Entries pointing to named objects:
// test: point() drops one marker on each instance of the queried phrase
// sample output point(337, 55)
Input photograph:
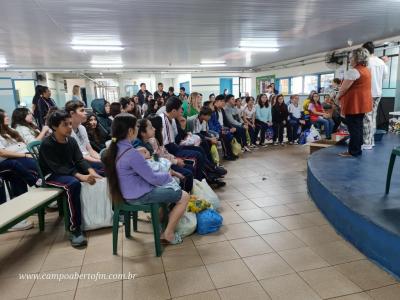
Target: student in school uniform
point(61, 159)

Stated task: Format the listing above as a two-column CSV with the headers "query" and "point", one row per entry. Put each entry's text and its answer in one quoted field each, replace any line breaks with spaces, and leave out the pictures.

Final result:
query,point
"// test: point() drops one marker on each instance of the queried phrase // sample output point(337, 55) Input photograph: Target: student in school uniform","point(61, 159)"